● DOCUMENT TEXT
•••
Location of Nanjing Chemical Industry Park with respect to the Yangtze River and Nanjing City.

The NJU-EWS consists of four sensors, a communications system, and an interpretation platform. The sensors measure basic water quality parameters, biological behavior, biological toxicity, and ultraviolet absorbance, and collectively provide data to define the water quality. These data are sent to a server at the pilot site, and the server sends the data to a platform at Nanjing University (NJU) using the communication system. The platform then utilizes built-in algorithms to interpret the data and sound an alarm if the river water is polluted.

NJU-EWS Design and Monitoring Pollution

NJU-EWS includes hardware and software components and has the ability to acquire data and manage information (Fig. 2). The four sensors detect the data needed to define water quality indices, and these data are transmitted to the platform at the monitoring center through the internet. If a contamination event occurs, the monitoring center sends an alarm to the manager.

FIG. 2.

Schematic diagram of the Nanjing University Early Warning System (NJU-EWS).

Hardware components

The hardware components can be automatically controlled, reducing human operator error and man power. The system includes the following:

(1) Sensors to monitor pH, DO, turbidity, conductivity, temperature, biological behavior, biological toxicity, and the presence of nitrobenzene and dichlorophenol. The sensors are connected to the server by a serial RS-232 module.

(2) Transmitting device consisting of a serial communication device and a network (internet) communication device.

(3) Server and platform computers, located at the pilot site and monitoring center, respectively, contain the software components that control the NJU-EWS.

Software components

(1) Server software has three modules: a serial communication module that receives the sensor data, an access database module that stores the sensor data, and a network communication module that sends the data to the monitoring center.

(2) Platform software includes three modules: a network communication module to receive the data from the server, an access database module that saves the data, and a data processing module to handle the data and present analysis results to the users.

Monitoring pollution

Operator error, ineffective supervision, or other accidents may result in hazardous materials being discharged into the river, causing contamination events. There are four common pathways:

(1) Pollutants are discharged into natural waters through the stormwater pipe network; for example, wastewater may enter the stormwater pipe network during a fire disaster.

(2) Pollutants leak into natural waters following a storage tank explosion or other disasters.
•••
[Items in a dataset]

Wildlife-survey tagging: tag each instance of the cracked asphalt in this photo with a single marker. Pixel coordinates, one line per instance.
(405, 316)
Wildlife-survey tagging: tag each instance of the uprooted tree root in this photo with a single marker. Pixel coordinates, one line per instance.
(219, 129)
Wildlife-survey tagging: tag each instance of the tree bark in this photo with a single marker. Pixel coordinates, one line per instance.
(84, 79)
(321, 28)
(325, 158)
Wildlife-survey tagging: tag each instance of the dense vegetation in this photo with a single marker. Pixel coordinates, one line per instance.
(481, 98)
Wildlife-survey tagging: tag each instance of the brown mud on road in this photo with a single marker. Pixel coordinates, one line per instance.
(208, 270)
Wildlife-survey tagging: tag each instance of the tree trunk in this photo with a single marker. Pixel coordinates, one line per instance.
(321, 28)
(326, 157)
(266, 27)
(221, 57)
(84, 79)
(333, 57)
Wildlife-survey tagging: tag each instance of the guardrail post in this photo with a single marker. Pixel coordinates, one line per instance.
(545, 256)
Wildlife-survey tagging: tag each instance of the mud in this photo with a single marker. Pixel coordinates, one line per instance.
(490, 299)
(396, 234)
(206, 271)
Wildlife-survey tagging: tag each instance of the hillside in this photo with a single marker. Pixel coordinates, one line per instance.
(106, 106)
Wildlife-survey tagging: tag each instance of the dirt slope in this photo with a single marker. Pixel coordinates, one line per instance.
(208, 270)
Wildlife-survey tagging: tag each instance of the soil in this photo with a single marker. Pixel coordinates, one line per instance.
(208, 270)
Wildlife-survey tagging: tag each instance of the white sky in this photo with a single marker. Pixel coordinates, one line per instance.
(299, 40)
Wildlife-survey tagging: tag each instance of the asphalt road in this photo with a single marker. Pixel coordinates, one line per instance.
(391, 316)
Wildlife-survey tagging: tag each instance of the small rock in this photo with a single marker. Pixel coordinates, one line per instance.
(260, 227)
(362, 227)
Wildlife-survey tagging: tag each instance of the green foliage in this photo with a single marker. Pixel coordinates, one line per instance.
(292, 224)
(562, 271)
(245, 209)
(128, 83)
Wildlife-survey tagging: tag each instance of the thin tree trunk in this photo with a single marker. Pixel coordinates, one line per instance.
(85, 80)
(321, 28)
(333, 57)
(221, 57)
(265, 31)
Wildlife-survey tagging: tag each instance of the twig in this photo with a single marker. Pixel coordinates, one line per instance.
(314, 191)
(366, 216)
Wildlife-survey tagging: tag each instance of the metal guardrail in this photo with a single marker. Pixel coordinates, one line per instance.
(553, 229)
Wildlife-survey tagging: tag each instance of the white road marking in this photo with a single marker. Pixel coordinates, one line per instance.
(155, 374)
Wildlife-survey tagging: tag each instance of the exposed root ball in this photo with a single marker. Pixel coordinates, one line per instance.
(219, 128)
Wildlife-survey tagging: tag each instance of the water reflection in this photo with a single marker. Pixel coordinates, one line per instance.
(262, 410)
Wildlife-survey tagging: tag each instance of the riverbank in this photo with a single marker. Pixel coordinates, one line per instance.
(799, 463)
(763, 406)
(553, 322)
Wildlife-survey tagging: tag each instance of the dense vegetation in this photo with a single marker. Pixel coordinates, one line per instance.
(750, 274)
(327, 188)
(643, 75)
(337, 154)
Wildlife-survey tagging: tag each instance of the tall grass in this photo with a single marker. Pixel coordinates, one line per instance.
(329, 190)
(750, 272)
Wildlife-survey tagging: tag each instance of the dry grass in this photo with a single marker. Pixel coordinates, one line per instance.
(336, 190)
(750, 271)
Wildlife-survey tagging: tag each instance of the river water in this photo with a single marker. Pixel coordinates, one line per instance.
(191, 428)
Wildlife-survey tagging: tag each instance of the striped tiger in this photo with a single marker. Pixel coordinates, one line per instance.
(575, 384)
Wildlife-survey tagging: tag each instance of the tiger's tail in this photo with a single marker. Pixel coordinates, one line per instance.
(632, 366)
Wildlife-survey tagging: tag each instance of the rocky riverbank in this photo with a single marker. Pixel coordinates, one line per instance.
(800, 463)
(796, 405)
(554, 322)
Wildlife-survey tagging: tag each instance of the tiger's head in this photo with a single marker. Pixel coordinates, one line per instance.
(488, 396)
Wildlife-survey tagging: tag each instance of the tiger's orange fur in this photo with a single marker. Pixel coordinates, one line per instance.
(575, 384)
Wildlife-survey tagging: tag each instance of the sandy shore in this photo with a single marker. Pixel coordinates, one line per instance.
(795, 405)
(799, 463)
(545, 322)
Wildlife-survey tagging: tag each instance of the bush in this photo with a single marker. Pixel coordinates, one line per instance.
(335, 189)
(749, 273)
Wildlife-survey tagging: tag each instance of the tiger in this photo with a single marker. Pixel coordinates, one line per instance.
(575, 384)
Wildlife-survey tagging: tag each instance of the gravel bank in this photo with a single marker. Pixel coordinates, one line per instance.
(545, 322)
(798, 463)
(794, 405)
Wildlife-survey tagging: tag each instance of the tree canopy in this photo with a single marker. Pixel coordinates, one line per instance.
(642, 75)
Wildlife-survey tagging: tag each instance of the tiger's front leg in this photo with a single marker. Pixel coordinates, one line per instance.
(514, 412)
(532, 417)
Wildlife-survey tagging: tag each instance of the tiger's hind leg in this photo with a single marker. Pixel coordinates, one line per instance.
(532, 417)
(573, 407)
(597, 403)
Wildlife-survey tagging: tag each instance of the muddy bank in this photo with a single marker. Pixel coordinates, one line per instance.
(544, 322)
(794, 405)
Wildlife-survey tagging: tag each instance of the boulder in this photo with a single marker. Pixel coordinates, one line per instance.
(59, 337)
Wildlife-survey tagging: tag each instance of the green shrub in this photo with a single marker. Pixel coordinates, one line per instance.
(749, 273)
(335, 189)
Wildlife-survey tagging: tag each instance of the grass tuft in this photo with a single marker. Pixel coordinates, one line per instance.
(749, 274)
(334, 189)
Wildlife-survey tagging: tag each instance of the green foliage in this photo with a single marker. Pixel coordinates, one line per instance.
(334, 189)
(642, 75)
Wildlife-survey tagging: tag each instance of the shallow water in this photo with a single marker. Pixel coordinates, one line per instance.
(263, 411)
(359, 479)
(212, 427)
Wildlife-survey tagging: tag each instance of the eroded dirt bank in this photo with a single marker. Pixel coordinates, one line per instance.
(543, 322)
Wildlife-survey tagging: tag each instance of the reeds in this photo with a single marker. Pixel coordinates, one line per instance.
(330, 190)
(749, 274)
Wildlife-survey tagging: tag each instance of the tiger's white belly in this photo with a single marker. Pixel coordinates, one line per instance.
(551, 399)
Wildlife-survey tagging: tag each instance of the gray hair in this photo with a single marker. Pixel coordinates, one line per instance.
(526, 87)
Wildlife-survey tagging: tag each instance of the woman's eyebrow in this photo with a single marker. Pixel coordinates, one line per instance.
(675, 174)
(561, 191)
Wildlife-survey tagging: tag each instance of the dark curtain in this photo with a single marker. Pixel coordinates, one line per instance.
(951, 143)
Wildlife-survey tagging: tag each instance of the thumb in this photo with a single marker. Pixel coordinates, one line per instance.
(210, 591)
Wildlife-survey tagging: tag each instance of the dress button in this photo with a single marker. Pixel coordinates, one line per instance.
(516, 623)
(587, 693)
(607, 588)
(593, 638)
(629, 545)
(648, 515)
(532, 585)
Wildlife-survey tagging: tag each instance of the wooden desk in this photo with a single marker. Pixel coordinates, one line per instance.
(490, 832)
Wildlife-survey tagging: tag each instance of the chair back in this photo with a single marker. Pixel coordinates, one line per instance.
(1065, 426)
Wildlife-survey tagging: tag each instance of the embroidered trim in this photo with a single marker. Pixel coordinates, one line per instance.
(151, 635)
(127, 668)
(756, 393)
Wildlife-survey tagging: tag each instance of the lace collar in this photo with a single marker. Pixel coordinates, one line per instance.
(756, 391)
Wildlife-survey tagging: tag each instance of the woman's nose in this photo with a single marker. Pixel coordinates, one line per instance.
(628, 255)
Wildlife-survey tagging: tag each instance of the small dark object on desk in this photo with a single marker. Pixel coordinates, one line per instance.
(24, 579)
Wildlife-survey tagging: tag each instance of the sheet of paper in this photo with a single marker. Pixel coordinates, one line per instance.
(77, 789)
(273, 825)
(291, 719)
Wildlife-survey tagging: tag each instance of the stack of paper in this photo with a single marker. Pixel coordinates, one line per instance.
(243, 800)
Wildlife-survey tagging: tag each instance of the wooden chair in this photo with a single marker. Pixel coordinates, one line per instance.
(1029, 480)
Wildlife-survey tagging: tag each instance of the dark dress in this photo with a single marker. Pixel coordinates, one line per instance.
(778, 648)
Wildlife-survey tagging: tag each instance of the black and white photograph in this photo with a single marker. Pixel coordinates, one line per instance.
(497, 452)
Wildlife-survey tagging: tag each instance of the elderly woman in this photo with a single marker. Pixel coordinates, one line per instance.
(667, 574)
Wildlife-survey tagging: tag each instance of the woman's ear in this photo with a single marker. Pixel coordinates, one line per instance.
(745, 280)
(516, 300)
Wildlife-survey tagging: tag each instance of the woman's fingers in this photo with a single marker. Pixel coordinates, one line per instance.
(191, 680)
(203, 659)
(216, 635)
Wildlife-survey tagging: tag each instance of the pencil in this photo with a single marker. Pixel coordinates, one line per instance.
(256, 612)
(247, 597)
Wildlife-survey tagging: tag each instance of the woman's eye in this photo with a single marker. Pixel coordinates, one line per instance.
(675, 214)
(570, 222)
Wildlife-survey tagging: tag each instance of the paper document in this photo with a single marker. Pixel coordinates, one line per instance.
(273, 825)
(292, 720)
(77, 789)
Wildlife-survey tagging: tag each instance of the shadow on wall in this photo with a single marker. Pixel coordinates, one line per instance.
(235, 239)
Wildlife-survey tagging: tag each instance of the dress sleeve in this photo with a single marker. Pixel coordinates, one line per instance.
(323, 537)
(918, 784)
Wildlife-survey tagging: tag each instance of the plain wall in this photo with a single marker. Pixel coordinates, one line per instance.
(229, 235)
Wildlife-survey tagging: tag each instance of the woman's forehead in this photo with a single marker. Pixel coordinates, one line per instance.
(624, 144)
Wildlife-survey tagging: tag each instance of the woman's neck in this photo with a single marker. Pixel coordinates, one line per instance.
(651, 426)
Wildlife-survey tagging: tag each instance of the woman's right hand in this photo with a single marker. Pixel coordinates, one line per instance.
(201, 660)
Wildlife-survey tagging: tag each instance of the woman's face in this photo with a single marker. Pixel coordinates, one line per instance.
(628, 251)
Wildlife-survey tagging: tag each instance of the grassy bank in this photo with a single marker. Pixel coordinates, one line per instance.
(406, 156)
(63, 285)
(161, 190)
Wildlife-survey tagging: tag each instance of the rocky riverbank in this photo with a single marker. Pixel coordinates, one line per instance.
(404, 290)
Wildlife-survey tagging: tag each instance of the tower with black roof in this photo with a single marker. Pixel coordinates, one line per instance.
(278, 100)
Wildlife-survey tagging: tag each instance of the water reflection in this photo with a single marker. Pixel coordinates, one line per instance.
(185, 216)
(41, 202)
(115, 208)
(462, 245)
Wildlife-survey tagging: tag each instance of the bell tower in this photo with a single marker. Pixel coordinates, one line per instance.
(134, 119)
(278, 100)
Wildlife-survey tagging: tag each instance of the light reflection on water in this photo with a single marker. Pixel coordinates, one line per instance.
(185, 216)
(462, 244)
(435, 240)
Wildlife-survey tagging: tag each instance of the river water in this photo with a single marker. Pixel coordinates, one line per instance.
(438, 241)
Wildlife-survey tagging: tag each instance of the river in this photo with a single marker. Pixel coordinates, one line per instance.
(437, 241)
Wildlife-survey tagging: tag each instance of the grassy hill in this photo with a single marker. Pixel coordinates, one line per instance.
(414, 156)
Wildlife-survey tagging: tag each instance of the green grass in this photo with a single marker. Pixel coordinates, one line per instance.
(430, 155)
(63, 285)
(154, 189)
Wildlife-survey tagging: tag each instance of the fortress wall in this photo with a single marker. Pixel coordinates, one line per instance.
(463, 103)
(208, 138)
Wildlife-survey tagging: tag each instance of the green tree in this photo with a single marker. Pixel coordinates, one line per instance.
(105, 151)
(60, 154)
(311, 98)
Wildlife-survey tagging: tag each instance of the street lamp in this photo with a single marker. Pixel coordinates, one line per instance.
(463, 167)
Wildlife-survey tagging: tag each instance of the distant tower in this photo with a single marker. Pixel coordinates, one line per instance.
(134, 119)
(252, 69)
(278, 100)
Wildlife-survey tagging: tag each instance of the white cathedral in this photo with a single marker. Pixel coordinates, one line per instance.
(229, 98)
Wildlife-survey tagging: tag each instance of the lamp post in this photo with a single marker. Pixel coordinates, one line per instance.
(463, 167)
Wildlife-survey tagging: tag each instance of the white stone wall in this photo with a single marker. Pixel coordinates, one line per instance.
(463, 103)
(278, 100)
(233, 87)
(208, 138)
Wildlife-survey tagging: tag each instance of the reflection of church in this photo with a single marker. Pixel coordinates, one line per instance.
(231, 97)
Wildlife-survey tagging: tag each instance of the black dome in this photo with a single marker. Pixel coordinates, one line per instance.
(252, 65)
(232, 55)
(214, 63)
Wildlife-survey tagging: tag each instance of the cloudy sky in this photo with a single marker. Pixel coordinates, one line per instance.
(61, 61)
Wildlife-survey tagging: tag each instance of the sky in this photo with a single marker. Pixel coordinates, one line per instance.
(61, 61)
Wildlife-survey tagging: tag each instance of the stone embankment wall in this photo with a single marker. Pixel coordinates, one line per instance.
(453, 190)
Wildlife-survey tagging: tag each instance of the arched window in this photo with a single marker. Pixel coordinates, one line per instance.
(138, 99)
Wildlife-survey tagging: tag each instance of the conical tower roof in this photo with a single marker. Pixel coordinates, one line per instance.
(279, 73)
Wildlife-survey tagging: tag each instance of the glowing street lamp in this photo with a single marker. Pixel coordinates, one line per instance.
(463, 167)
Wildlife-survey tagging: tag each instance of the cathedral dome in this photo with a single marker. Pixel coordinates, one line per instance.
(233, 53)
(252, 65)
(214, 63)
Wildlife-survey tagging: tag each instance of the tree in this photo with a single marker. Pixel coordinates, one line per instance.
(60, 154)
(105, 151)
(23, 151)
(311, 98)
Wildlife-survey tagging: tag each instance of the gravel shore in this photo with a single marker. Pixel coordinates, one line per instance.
•••
● WORK TO COMPLETE
Reproduce the early warning system text above word for word, everything from "(2) Platform software" down to "a fire disaster.".

● RESULT FOR THIS EXERCISE
(2) Platform software includes three modules: a network communication module to receive the data from the server, an access database module that saves the data, and a data processing module to handle the data and present analysis results to the users.

Monitoring pollution

Operator error, ineffective supervision, or other accidents may result in hazardous materials being discharged into the river, causing contamination events. There are four common pathways:

(1) Pollutants are discharged into natural waters through the stormwater pipe network; for example, wastewater may enter the stormwater pipe network during a fire disaster.